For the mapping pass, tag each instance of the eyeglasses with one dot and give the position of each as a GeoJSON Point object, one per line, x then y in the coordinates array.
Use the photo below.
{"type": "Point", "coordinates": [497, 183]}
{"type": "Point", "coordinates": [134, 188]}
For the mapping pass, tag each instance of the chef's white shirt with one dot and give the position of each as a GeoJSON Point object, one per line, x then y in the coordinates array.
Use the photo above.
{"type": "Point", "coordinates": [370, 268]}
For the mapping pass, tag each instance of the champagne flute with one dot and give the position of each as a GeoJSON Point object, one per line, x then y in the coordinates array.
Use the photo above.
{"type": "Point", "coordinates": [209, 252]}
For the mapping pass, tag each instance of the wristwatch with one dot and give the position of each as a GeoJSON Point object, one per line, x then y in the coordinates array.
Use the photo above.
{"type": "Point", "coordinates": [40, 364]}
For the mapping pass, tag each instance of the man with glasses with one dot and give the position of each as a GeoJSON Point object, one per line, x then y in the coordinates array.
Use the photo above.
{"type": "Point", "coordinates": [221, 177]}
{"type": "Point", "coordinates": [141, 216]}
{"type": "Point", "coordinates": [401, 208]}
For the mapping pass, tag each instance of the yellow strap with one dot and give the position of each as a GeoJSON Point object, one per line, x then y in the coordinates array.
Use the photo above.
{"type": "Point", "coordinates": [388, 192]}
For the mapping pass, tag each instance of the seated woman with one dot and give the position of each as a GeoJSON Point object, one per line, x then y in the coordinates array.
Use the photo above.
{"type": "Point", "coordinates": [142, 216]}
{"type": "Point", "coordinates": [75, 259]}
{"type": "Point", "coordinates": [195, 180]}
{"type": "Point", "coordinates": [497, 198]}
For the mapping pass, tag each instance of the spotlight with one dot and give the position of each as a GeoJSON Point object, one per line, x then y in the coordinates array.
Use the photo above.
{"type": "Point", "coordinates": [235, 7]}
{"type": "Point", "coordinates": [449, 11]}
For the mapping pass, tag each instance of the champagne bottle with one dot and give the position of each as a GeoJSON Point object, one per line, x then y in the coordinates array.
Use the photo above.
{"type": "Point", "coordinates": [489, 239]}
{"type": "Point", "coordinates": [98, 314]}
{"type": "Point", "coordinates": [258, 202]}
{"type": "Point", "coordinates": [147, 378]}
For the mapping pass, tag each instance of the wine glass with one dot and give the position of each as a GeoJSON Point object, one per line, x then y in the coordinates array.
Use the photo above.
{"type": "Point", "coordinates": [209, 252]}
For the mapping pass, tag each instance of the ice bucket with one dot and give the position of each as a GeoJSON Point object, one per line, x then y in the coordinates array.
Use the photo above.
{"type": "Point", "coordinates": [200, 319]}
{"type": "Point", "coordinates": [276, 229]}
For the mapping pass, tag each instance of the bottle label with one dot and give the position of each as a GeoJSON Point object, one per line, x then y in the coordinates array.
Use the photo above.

---

Transcribe word for word the lines from the one holding "For the mapping pass, tag each instance of the wine" to the last line of the listing above, inclusive.

For the mapping pass, tag each instance of the wine glass with one dot and give the position of each as a GeoJSON Point object, one per line, x then y in the coordinates array.
Use the photo above.
{"type": "Point", "coordinates": [209, 252]}
For the mapping pass, tag each instance of the ice bucket with one dot and give the position of each as a GeoJSON Point object, one per line, x then y in the coordinates array.
Use the photo above.
{"type": "Point", "coordinates": [200, 319]}
{"type": "Point", "coordinates": [276, 229]}
For the mapping pass, tag each instance of the bottle label with one dot and give the position of each as a GeoJSON Point object, one per line, x then y in the coordinates array.
Use the photo above.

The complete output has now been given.